#### [Required task]
Pull out each line of the material below that contains the word "valve", and copy those lines unchanged.

Dataset excerpt

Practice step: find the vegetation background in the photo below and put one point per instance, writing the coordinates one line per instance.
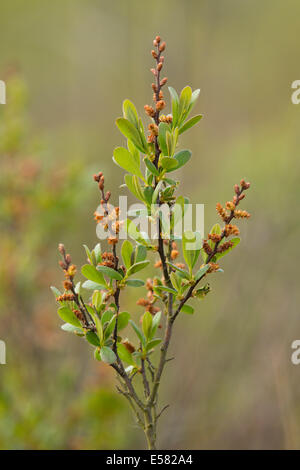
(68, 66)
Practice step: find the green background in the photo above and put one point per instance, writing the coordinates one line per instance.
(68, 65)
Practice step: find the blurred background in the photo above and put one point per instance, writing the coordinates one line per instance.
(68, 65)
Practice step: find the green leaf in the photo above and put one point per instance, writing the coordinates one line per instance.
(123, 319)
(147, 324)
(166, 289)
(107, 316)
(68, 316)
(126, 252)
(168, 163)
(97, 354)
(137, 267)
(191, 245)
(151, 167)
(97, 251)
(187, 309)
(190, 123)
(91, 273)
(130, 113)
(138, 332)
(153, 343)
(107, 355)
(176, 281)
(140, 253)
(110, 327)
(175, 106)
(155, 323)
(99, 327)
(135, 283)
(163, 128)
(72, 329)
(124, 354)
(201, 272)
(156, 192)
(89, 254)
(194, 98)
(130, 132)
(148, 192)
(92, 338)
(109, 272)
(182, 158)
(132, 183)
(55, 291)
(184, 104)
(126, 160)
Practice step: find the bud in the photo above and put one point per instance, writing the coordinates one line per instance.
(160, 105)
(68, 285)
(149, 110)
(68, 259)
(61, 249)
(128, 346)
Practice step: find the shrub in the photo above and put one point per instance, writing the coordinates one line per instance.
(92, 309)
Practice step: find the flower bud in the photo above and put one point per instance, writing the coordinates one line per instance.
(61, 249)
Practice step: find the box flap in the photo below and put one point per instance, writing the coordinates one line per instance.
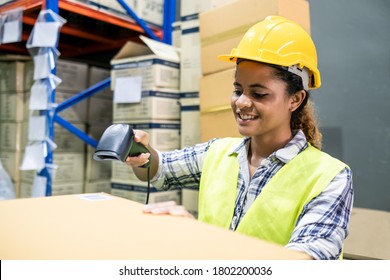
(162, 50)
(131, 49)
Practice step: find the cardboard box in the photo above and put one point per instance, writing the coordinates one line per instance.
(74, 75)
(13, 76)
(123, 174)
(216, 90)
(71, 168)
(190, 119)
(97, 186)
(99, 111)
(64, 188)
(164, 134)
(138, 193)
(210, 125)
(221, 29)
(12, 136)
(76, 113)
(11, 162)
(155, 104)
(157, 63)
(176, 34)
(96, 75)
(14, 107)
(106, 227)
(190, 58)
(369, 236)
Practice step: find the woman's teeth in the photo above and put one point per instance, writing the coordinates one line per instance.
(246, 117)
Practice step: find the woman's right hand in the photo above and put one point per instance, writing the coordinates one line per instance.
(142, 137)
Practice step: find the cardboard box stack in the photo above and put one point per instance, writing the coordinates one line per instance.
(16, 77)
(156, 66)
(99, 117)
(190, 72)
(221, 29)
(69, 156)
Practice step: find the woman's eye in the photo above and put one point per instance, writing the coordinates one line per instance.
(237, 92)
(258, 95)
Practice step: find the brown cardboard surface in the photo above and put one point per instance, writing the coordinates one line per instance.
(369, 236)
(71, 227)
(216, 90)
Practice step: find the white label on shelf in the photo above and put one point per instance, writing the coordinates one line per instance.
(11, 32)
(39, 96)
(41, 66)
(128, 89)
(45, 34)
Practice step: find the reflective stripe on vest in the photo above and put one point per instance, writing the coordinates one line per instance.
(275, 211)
---
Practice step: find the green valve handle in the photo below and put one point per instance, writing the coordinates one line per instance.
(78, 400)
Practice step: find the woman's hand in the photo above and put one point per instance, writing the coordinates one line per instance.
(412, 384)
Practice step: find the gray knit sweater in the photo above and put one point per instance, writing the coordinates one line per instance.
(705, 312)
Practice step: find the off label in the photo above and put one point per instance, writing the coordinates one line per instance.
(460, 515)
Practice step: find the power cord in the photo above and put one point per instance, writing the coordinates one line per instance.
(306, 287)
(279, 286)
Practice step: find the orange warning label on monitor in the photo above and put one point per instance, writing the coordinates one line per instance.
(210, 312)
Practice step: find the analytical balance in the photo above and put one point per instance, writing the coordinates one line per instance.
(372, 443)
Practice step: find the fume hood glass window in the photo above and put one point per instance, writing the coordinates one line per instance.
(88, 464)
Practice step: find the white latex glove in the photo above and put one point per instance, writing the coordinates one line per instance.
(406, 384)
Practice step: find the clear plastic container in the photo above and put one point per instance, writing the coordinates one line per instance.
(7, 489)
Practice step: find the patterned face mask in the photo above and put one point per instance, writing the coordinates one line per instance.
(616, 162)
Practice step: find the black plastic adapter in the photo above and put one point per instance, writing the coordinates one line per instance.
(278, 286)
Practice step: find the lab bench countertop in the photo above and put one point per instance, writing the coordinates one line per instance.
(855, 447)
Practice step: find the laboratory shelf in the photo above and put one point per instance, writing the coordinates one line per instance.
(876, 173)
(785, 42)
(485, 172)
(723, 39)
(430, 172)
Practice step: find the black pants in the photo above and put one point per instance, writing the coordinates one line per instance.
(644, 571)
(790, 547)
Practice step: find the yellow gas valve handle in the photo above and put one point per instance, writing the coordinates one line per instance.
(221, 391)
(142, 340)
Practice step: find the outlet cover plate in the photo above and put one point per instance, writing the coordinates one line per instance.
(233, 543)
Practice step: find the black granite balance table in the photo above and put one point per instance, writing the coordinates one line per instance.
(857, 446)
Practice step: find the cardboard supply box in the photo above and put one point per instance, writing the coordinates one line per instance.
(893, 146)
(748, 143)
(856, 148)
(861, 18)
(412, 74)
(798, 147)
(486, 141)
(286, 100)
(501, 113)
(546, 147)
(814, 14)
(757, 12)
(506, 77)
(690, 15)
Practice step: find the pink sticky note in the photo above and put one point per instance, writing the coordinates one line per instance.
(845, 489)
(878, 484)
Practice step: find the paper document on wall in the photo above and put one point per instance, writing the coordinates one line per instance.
* * *
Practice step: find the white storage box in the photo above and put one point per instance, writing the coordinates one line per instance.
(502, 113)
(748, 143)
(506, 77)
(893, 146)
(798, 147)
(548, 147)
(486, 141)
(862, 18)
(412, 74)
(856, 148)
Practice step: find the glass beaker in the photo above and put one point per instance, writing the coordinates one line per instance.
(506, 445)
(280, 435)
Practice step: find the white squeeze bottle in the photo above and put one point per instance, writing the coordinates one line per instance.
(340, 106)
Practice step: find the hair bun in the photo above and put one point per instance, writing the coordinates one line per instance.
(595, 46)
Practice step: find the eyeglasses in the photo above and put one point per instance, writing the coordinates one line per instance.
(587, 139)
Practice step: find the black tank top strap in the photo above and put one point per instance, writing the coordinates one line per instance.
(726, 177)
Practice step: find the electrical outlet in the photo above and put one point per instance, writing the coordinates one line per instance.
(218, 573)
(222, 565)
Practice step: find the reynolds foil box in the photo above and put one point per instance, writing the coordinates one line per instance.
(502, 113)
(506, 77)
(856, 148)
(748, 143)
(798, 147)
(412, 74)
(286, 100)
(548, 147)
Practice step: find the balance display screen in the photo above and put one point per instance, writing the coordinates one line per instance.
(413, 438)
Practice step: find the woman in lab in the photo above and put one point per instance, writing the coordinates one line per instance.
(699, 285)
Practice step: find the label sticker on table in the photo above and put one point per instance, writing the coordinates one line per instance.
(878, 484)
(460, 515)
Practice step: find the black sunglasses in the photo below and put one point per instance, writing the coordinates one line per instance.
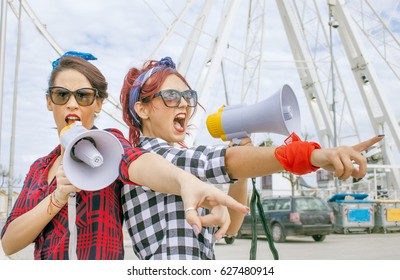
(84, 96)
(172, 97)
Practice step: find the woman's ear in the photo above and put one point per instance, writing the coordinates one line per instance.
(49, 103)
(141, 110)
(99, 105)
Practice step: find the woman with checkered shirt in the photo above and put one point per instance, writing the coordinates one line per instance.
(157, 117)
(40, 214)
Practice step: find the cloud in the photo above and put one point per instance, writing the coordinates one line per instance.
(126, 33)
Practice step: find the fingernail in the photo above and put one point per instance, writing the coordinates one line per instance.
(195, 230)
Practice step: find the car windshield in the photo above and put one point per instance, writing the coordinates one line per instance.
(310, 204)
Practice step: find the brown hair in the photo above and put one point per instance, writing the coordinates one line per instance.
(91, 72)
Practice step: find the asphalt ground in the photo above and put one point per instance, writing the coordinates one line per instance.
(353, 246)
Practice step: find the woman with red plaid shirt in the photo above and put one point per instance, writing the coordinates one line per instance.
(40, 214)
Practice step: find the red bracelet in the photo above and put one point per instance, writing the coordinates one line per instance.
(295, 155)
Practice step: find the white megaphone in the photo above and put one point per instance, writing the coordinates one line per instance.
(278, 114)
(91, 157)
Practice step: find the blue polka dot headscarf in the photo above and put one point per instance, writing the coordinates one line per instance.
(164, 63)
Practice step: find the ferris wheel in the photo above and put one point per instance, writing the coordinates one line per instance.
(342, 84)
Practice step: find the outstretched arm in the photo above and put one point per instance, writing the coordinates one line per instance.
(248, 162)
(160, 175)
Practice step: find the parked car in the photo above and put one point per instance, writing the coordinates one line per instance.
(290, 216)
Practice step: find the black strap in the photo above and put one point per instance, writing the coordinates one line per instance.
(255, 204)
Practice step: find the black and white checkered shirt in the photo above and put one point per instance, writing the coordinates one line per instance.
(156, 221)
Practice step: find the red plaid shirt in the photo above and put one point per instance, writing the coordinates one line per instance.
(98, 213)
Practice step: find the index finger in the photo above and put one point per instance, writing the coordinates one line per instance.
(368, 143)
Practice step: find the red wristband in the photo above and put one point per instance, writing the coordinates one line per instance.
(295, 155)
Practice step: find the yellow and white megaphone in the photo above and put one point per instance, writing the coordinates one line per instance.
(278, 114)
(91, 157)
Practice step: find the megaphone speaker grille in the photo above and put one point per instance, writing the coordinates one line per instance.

#### [Task answer]
Practice step: find the green valve handle in the photo below and put one point per instance, writing the coordinates one line per instance.
Practice step: find the yellow gas valve handle in the photo above and put one point per instance, writing the coordinates one line per instance.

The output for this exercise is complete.